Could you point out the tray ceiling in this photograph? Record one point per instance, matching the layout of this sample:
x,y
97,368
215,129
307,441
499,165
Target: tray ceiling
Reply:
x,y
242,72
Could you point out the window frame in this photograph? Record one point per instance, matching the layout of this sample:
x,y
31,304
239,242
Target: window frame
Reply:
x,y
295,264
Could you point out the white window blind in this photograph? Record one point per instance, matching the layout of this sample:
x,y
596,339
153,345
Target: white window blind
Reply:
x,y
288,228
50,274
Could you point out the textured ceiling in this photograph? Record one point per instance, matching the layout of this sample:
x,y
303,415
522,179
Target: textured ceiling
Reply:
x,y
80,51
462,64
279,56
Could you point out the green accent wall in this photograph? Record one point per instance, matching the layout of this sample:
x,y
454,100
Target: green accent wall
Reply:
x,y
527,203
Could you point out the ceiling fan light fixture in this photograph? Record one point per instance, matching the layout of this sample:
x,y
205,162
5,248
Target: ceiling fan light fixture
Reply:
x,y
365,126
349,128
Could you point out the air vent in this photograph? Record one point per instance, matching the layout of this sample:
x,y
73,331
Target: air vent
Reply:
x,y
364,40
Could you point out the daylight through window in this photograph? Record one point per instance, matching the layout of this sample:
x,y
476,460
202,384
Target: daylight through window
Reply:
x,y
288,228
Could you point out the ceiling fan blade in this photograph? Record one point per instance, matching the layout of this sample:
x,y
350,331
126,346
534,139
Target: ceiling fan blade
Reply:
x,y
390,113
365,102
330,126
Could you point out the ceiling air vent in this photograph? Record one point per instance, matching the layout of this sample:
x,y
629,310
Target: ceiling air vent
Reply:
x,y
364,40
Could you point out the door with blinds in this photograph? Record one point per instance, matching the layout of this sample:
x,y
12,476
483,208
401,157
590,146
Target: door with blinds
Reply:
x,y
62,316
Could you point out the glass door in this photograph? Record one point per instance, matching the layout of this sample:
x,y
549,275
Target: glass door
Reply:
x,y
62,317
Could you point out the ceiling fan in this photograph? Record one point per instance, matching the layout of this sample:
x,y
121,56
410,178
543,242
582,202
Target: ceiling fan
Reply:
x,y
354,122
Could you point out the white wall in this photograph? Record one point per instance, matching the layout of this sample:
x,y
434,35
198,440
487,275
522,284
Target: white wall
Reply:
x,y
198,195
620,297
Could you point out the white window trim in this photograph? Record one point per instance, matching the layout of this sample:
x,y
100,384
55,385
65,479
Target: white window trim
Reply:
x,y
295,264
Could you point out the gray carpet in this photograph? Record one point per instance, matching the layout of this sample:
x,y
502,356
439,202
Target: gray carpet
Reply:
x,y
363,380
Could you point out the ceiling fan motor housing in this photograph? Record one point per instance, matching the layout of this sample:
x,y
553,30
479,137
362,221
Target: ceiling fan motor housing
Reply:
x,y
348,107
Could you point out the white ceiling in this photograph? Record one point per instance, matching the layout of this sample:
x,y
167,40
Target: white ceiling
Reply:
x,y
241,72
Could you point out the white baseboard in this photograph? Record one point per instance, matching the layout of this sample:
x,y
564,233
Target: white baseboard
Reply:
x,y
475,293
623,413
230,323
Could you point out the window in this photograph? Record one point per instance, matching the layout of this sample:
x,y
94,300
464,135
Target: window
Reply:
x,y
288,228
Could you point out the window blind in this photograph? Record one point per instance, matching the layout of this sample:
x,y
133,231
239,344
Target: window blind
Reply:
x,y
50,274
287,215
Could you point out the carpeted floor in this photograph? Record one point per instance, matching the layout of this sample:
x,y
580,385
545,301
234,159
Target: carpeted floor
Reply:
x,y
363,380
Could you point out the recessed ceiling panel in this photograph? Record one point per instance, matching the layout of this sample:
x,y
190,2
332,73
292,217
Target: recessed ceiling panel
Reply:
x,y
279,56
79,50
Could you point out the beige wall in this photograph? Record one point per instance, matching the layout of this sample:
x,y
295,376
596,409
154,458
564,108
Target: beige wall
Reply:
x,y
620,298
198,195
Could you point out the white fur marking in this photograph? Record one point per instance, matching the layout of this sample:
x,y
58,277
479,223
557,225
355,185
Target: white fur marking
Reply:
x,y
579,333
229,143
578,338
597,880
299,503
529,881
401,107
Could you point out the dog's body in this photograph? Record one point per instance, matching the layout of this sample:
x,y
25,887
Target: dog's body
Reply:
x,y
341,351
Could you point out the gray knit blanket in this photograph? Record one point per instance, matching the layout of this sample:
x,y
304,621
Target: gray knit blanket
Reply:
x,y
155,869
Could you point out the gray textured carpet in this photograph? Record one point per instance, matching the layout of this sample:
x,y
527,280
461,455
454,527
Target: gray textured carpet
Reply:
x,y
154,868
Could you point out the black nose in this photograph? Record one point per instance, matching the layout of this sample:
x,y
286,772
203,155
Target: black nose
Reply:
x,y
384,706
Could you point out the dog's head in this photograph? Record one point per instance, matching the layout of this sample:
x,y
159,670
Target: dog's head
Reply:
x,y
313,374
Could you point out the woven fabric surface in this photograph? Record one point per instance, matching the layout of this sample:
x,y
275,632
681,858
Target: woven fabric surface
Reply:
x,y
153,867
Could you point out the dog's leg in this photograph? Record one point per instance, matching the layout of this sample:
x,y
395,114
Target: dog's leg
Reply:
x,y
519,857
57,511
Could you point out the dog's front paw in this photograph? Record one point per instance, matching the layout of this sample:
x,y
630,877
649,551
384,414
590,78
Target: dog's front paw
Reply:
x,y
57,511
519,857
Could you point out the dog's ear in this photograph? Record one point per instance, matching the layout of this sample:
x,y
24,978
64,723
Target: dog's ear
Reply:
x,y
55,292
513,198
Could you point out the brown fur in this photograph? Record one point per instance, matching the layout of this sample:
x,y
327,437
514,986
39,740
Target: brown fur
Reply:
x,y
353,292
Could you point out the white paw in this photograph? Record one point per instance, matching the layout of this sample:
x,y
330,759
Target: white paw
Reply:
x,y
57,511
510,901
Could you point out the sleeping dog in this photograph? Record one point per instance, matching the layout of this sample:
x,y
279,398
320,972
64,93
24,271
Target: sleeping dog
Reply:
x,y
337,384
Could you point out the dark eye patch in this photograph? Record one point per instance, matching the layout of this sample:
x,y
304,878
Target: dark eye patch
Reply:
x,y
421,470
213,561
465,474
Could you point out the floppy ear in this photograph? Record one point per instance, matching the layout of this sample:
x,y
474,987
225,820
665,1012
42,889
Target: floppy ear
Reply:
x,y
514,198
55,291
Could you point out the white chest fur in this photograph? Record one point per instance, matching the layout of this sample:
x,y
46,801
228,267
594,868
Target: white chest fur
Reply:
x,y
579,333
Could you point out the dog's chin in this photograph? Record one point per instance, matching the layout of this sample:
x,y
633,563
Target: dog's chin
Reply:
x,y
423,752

•••

## [TASK DESCRIPTION]
Exactly as written above, reproduce all of the entries.

## [EXPECTED OUTPUT]
Could you point out the tray ceiling in this photograph? Record one point per instance, matching the layout of this sample:
x,y
97,368
215,129
307,441
499,165
Target: tray ceiling
Reply:
x,y
242,72
Could you point out the window frame in this photograph? Record one point per instance, matching the layout of this sample:
x,y
31,304
239,242
Target: window frame
Reply:
x,y
295,264
Could you point out the white window blind in this photograph? Record one point per instance, matching the layout of this sample:
x,y
596,339
153,345
Target: white window blind
Reply:
x,y
288,228
50,274
Could you point out the textured ceiling in this photograph? Record one point per instance, matching the layout of this sample:
x,y
303,415
522,179
Target: textured ceiling
Reply:
x,y
80,51
462,64
279,56
Could you point out the green accent wall in this photograph? Record one point per instance, matching the layout of this sample:
x,y
454,100
Target: green accent wall
Reply:
x,y
527,203
Could you point out the ceiling fan light fixture in this photograph? Record one point per instance, matching the layout of this sample:
x,y
205,162
5,248
Target: ceiling fan light fixture
Reply:
x,y
365,126
349,128
Could you point out the air vent in this photograph? Record one point per instance, matching the layout of this sample:
x,y
73,331
Target: air vent
Reply:
x,y
364,40
Could you point out the daylight through window in this photograph? Record one point per instance, matching the layout of this sample:
x,y
476,460
202,384
Target: daylight through window
Reply:
x,y
288,228
Could you point out the ceiling fan blade in this photograph? Record one point per instance, matching the layout of this sample:
x,y
350,331
126,346
534,139
Target: ceiling fan blade
Reply:
x,y
390,113
365,102
330,126
Could you point out the ceiling air vent in this photograph? Record one point per instance, matching the layout of this sample:
x,y
629,310
Target: ceiling air vent
Reply:
x,y
364,40
Could you point out the door with blinds in this photograph? Record one point per instance, matching the layout of this sample:
x,y
12,476
483,208
401,157
590,146
Target: door with blinds
Reply:
x,y
62,316
Could you point out the glass door in this photograph? Record one point per instance, matching the layout of this sample:
x,y
549,275
Target: glass door
Reply:
x,y
62,317
Could you point out the ceiling fan in this photograph? Record one point per instance, matching the layout of this sample:
x,y
121,56
410,178
543,242
582,202
Target: ceiling fan
Reply:
x,y
354,122
Could you point out the white wall in this photograph? Record one point per instance, matching the layout of this sample:
x,y
434,35
198,440
487,275
522,284
Target: white wall
Reply:
x,y
198,195
620,297
Could you point out the white window trim in this photograph? Record one point per instance, matching the layout of this sample:
x,y
100,384
55,385
65,479
Target: white window trim
Reply:
x,y
295,264
Could you point out the gray carpet in this photograph? Record one point per instance, matching the layout of this sample:
x,y
502,356
439,202
Target: gray carpet
Reply:
x,y
363,380
Could you point out the ceiling fan motor housing in this photograph? Record one point per instance, matching the layout of this sample:
x,y
553,30
479,137
362,221
Target: ceiling fan motor housing
Reply:
x,y
348,107
Could you point out the white ceiling in this photograph? Record one point per instance, matching the layout of this sample:
x,y
167,40
Target: white ceiling
Reply:
x,y
241,72
Could you point out the white baseboard in this photograph? Record one point per instance, matching the layout of this sample:
x,y
564,233
Target: white baseboard
Reply:
x,y
475,293
623,413
230,323
Could you point out the window in this photograph? Record one point per instance, matching the layout of this sample:
x,y
94,300
464,135
Target: window
Reply:
x,y
288,228
Could you point out the window blind in this photograph? Record one point per instance, matching the layout of this sample:
x,y
133,231
239,344
Target: window blind
Reply:
x,y
50,274
287,215
Could you point out the carpeted floor in this photograph? Record one point per instance, matching the layout of this sample:
x,y
580,385
545,301
234,159
Target: carpeted floor
Reply:
x,y
363,380
Could you point out the recessed ceiling panel in this photograph? Record one point per instance, matching the layout of this sample:
x,y
190,2
332,73
292,217
Target: recessed ceiling panel
Reply:
x,y
279,56
79,50
Could you point out the beige wall in this photograph? Record one point per instance, matching the layout of this sample:
x,y
295,376
596,409
154,458
564,108
Target: beige wall
Reply:
x,y
620,298
198,195
Could you point out the white fur marking in this photograph? Record one point per instance, matching the layout of this sample:
x,y
58,277
479,223
557,225
355,185
Target: white fur marking
Reply:
x,y
579,333
229,143
578,338
597,880
299,503
529,881
401,107
Could you point out the dog's body in this photograph? Record one point per instance, matching the layout of this sample:
x,y
25,887
Target: dog's body
Reply:
x,y
341,351
Could you point out the gray knit blanket in this photograph? Record one point per instance, matching the layout of this sample:
x,y
304,621
Target: gray knit blanket
Reply:
x,y
155,869
Could you point out the gray textured carpet in this photograph? Record one point per instance, matching the layout of this sample:
x,y
527,280
461,455
454,527
Target: gray textured carpet
Reply:
x,y
154,868
Could you point out the black nose in this photograph? Record one point per instance, matching the layout of this sample:
x,y
286,772
203,155
Target: black nose
Reply:
x,y
384,706
Could you point out the dog's head in this photograph? Record one point per instance, matching the layout of this sample:
x,y
159,670
Target: dog's head
Reply:
x,y
313,374
Could you point out the woven fabric surface in this photograph? Record one point per instance, matching the layout of this sample:
x,y
275,632
681,858
Target: woven fabric surface
Reply:
x,y
153,867
Could you point out the dog's leg in this photograph? Record one point per instance, matching the layout of this sample:
x,y
395,114
Target: dog's leg
Reply:
x,y
519,857
57,511
Could you point out the dog's front paw in this photograph? Record one point per instance, matching the layout of this sample:
x,y
630,877
649,551
384,414
590,78
Target: dog's front paw
Reply:
x,y
57,511
519,857
Could you point out the dog's ear in this photograph? Record one point per instance, matching the layout of this sample:
x,y
24,978
64,723
Target: dog's ear
Reply:
x,y
55,292
513,198
Could you point out the brown fur in this photograph? Record one point per instance, matching the layout of this sample:
x,y
327,437
514,986
39,740
Target: brown fur
Reply:
x,y
353,292
Could you point out the white paw in this photograph? Record one point per instance, matching the layout of this sample:
x,y
330,759
Target: white paw
Reply:
x,y
57,511
510,901
Could you point out the sleeping dog in this photograph? Record one point per instance, matching the layout of this sample:
x,y
279,398
320,972
64,93
24,271
Target: sleeping dog
Reply:
x,y
337,384
Could you point out the dark eye patch in this photograph? Record one point per instance, matching the layout of this sample:
x,y
304,878
Target: dark eye patch
Reply:
x,y
421,470
213,561
465,474
Could you point out the floppy ear in this photograph? Record one point per instance, matching the layout of this sample:
x,y
474,987
225,820
665,1012
42,889
Target: floppy ear
Reply:
x,y
514,198
55,291
Could you point out the white chest fur in this photograph? Record one point per instance, matching the layout of this sample:
x,y
46,801
228,267
594,868
Target: white chest fur
Reply:
x,y
579,333
Could you point out the dog's chin in this photograph? Record one point per instance, matching the layout of this sample:
x,y
633,563
Target: dog's chin
Reply:
x,y
423,752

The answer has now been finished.